■ **Aim**: Rewrite the data below, replacing "shrub" with "bush" and keeping every other line unchanged. Leave the pictures out.

■ **Record excerpts**:
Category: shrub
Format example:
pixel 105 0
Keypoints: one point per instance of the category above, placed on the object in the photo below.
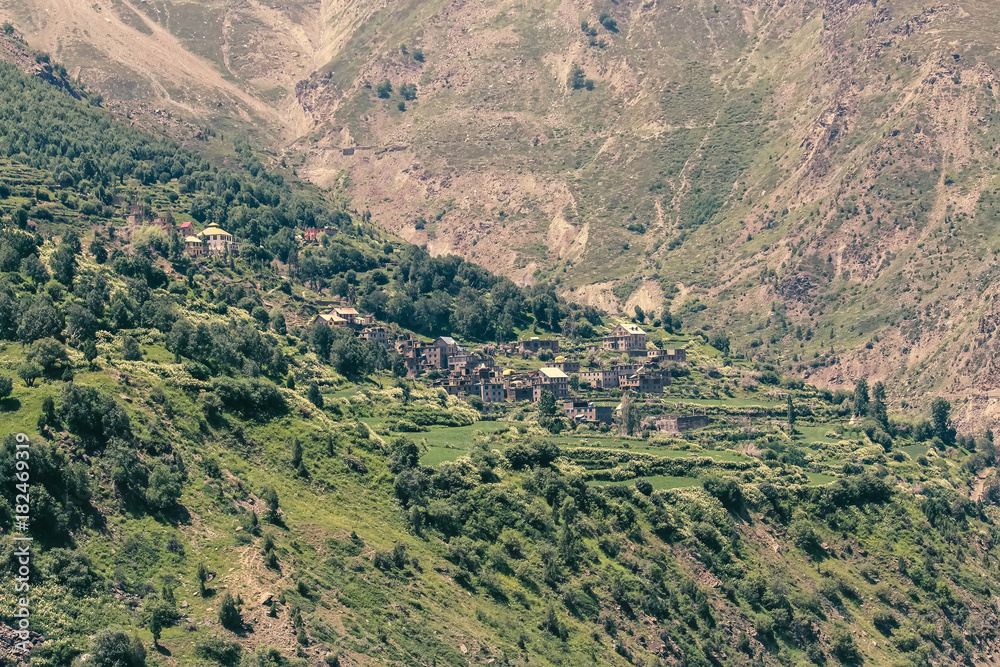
pixel 164 487
pixel 219 650
pixel 29 371
pixel 229 613
pixel 116 648
pixel 252 397
pixel 130 349
pixel 842 646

■ **Solution to the problem**:
Category: bush
Format example:
pixel 105 0
Keypoints: one point per instance of the category above, placed on the object in the photo below.
pixel 164 487
pixel 219 650
pixel 29 371
pixel 229 613
pixel 116 648
pixel 252 397
pixel 130 349
pixel 842 646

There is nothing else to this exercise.